__PROMPT A__
Which lines of the records contain the string "column"? List every such line in full, matching case exactly.

━━━━━━━━━━━━━━━━━━━━

Stale Read
Stale Read is a mechanism that TiDB applies to read historical versions of data stored in TiDB. Using this mechanism, you can read the corresponding historical data at a specific time or within a specified time range, and thus save the latency caused by data replication between storage nodes. When you are using Steal Read, TiDB randomly selects a replica for data reading, which means that all replicas are available for data reading.
In practice, consider carefully whether it is appropriate to enable Stale Read in TiDB based on the usage scenarios. Do not enable Stale Read if your application cannot tolerate reading non-real-time data.
TiDB provides three levels of Stale Read: statement level, transaction level, and session level.
Introduction
In the Bookshop application, you can query the latest published books and their prices through the following SQL statement:
SELECT id, title, type, price FROM books ORDER BY published_at DESC LIMIT 5;
The result is as follows:
+------------+------------------------------+-----------------------+--------+
| id | title | type | price |
+------------+------------------------------+-----------------------+--------+
| 3181093216 | The Story of Droolius Caesar | Novel | 100.00 |
| 1064253862 | Collin Rolfson | Education & Reference | 92.85 |
| 1748583991 | The Documentary of cat | Magazine | 159.75 |
| 893930596 | Myrl Hills | Education & Reference | 356.85 |
| 3062833277 | Keven Wyman | Life | 477.91 |
+------------+------------------------------+-----------------------+--------+
5 rows in set (0.02 sec)

━━━━━━━━━━━━━━━━━━━━

__PROMPT B__
Write the next part of the Stale Read documentation, starting right after its final line.

(Collection entries)

━━━━━━━━━━━━━━━━━━━━

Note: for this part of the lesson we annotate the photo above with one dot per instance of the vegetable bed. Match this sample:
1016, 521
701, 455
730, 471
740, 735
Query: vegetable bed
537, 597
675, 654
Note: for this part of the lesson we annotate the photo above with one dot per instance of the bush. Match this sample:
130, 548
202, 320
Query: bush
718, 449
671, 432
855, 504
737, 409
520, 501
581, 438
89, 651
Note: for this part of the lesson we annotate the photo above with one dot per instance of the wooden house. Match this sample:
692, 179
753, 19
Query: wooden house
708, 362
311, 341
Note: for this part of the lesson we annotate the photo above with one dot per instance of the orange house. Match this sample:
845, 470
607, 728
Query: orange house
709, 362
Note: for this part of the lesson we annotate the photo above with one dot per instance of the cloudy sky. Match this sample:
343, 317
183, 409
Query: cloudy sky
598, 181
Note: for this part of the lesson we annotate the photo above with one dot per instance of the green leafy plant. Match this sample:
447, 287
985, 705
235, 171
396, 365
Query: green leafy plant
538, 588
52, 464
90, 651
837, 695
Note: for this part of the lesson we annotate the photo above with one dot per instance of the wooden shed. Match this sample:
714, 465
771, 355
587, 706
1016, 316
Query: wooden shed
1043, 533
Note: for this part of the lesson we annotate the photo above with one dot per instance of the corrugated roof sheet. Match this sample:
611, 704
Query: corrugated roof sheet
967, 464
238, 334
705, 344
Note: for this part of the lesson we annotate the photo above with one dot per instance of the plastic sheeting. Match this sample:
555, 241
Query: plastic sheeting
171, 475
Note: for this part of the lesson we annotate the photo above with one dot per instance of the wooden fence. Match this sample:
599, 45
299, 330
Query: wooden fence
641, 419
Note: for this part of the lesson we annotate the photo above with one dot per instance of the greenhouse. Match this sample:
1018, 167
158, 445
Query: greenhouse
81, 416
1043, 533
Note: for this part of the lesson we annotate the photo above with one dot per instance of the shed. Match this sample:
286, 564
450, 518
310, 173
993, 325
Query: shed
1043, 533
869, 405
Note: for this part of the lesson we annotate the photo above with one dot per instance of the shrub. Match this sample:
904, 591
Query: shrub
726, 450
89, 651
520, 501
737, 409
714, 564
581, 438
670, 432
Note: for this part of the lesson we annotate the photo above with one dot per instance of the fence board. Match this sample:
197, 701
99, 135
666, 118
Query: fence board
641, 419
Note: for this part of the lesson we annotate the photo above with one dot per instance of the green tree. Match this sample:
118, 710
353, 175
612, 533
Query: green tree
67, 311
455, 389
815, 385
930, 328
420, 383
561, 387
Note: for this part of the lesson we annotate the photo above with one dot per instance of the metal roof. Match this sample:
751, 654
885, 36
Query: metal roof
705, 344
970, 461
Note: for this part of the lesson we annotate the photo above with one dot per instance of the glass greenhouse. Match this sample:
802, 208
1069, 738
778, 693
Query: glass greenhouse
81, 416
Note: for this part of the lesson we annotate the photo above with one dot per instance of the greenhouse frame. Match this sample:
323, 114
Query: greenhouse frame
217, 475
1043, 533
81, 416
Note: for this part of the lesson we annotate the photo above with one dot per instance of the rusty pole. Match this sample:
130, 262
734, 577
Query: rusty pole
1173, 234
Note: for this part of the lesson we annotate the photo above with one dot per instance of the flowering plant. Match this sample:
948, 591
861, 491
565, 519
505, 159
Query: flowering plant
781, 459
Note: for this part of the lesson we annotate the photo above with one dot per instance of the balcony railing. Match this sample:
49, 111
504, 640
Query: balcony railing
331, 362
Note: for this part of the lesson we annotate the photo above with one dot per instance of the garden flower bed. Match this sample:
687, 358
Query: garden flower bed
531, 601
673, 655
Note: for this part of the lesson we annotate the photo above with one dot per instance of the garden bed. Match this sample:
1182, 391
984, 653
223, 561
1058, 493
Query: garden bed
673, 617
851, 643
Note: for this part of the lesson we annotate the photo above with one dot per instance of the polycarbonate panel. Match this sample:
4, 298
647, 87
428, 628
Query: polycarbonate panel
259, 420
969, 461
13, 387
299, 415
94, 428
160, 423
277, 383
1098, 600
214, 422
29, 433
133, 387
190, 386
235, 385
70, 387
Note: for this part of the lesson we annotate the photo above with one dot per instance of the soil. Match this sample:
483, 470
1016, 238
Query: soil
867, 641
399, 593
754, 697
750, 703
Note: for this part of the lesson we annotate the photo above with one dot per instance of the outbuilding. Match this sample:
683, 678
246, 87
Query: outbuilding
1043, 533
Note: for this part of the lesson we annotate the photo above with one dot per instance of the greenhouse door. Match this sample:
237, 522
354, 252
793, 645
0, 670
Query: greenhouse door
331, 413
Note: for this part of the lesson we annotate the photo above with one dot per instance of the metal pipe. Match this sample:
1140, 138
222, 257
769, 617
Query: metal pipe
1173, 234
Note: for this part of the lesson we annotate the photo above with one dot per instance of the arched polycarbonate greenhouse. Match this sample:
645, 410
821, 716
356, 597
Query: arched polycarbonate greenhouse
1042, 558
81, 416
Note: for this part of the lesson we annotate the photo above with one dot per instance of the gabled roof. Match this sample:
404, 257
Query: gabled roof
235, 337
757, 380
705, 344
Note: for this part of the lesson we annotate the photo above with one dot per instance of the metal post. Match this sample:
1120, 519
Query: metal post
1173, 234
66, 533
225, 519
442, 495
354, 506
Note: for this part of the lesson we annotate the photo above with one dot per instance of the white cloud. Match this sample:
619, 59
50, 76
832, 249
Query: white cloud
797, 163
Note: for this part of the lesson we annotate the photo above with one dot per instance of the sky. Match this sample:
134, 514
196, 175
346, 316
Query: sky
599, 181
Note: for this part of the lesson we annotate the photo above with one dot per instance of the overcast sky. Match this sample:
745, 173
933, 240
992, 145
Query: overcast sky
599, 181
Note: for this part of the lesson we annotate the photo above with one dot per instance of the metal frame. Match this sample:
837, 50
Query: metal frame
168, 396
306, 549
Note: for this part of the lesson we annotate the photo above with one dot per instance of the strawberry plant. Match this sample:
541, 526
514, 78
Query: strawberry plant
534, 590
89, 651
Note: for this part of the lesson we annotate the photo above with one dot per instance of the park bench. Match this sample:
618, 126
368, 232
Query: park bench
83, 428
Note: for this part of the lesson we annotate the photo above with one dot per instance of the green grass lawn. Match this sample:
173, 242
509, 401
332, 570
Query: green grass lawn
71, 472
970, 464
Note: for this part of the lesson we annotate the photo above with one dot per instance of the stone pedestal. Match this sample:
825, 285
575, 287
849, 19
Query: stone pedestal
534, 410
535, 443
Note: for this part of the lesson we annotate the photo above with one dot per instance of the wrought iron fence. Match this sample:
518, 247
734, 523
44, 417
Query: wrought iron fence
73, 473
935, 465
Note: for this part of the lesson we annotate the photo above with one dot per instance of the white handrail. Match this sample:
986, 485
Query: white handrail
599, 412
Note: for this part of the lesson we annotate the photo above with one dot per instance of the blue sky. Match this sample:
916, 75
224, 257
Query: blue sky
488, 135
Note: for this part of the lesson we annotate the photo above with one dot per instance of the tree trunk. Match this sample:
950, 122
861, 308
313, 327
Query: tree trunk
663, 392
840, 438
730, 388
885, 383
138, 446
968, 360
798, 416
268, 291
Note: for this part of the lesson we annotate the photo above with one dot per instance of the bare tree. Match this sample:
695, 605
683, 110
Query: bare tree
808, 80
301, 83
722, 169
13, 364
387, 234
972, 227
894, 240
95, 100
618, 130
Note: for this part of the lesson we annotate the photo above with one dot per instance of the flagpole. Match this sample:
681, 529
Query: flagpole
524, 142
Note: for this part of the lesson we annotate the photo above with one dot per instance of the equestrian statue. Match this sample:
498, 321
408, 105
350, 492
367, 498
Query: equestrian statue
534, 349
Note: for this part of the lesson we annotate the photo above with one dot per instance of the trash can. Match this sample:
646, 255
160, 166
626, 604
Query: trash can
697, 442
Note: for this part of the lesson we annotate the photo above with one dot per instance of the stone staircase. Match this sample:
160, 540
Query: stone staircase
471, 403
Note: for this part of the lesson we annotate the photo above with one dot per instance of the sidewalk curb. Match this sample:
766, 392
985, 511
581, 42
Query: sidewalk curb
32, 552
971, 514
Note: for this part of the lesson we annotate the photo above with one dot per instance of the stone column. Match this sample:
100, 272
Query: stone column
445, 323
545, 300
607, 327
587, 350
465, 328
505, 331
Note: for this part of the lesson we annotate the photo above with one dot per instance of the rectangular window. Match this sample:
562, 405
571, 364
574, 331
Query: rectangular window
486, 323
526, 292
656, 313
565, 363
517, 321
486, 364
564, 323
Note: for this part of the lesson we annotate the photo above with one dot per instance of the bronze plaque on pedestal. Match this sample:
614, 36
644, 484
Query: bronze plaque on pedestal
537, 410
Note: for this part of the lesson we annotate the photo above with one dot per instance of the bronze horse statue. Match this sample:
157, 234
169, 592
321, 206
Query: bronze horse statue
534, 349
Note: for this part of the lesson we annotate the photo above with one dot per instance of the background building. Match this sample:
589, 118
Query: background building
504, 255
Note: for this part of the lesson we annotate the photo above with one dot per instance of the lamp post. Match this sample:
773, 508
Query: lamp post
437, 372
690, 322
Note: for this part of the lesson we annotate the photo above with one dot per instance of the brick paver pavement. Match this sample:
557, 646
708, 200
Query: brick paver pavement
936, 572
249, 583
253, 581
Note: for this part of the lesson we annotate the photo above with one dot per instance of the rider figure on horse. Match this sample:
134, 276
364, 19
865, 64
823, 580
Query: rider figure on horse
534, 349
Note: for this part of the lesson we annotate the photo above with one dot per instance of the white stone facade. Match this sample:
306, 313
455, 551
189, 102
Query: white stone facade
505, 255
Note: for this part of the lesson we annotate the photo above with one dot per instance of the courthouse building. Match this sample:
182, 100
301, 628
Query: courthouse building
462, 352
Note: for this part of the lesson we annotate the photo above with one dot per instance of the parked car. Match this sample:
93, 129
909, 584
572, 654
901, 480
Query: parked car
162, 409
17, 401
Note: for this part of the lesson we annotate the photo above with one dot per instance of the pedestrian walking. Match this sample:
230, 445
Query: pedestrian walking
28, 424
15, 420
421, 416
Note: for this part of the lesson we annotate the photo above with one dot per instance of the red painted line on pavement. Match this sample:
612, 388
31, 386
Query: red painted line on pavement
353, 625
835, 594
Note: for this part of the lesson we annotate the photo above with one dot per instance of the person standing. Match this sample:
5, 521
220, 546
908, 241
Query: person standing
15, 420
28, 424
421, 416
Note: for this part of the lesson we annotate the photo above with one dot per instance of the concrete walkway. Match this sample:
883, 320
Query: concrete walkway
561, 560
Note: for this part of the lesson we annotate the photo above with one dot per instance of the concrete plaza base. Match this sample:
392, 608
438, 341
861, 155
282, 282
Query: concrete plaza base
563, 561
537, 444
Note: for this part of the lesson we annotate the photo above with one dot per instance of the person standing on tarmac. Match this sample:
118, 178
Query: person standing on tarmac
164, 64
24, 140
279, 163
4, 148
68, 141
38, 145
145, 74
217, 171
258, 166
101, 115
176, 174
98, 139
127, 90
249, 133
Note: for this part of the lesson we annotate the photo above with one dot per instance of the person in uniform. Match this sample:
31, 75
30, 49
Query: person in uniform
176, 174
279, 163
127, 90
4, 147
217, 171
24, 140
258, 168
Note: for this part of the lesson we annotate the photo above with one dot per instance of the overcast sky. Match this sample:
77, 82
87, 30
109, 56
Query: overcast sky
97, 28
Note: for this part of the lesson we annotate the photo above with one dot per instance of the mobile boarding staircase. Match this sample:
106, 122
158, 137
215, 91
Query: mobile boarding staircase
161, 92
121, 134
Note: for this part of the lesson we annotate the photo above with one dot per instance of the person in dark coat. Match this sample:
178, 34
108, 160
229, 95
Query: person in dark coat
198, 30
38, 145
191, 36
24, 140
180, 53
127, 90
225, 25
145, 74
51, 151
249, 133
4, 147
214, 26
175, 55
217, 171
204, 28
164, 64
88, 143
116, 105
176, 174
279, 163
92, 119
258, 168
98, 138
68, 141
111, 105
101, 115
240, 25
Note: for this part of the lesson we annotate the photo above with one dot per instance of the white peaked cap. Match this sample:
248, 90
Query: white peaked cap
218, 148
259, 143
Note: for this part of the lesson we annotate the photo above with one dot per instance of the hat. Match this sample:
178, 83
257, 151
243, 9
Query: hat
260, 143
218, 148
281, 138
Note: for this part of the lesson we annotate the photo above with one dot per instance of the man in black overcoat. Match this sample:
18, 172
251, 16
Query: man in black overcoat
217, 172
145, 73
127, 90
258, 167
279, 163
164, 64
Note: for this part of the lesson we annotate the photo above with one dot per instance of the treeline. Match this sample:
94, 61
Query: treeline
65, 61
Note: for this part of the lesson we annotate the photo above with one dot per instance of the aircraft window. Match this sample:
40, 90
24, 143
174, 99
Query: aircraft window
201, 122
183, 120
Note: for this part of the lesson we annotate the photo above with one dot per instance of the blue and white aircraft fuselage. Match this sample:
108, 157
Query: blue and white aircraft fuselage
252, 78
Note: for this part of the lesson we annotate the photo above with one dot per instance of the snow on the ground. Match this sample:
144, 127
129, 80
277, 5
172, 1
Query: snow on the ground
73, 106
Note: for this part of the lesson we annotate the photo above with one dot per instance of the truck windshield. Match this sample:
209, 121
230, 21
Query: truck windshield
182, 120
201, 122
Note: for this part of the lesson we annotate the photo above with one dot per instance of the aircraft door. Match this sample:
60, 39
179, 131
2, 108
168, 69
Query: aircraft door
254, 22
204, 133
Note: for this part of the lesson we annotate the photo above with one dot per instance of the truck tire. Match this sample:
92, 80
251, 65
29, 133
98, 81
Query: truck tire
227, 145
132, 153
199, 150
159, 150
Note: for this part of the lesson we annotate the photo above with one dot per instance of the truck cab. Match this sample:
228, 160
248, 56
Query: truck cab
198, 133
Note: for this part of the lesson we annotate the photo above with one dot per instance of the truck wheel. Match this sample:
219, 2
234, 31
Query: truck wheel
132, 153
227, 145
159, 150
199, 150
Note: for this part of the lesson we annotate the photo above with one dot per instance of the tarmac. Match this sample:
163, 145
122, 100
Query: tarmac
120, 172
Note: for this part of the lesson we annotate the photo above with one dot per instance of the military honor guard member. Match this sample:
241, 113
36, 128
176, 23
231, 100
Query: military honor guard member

━━━━━━━━━━━━━━━━━━━━

__EXERCISE RESULT A__
Note: for this part of the lesson we annotate the photo above with one dot per instance of the stone column. Match this sample:
Query: stone column

__EXERCISE RESULT B__
In the list at this time (2022-04-20 15:20:00), the price of The Story of Droolius Caesar is 100.0.
At the same time, the seller found that the book was very popular and raised the price of the book to 150.0 through the following SQL statement:
UPDATE books SET price = 150 WHERE id = 3181093216;
The result is as follows:
Query OK, 1 row affected (0.00 sec)
Rows matched: 1 Changed: 1 Warnings: 0
By querying the latest books list, you can see that the price of this book has increased.
+------------+------------------------------+-----------------------+--------+
| id | title | type | price |
+------------+------------------------------+-----------------------+--------+
| 3181093216 | The Story of Droolius Caesar | Novel | 150.00 |
| 1064253862 | Collin Rolfson | Education & Reference | 92.85 |
| 1748583991 | The Documentary of cat | Magazine | 159.75 |
| 893930596 | Myrl Hills | Education & Reference | 356.85 |
| 3062833277 | Keven Wyman | Life | 477.91 |
+------------+------------------------------+-----------------------+--------+
5 rows in set (0.01 sec)
If it is not necessary to use the latest data, you can query with Stale Read, which might return outdated data, to avoid the latency caused by data replication during a strongly consistent read.
Assuming that in the Bookshop application, the real-time price of a book is not required on the book lists page but only required on the book details and order pages. Stale Read can be used to improve throughout of the application.
Statement level
- SQL
- Java
To query the price of a book before a specific time, add an AS OF TIMESTAMP <datetime>
clause in the above query statement.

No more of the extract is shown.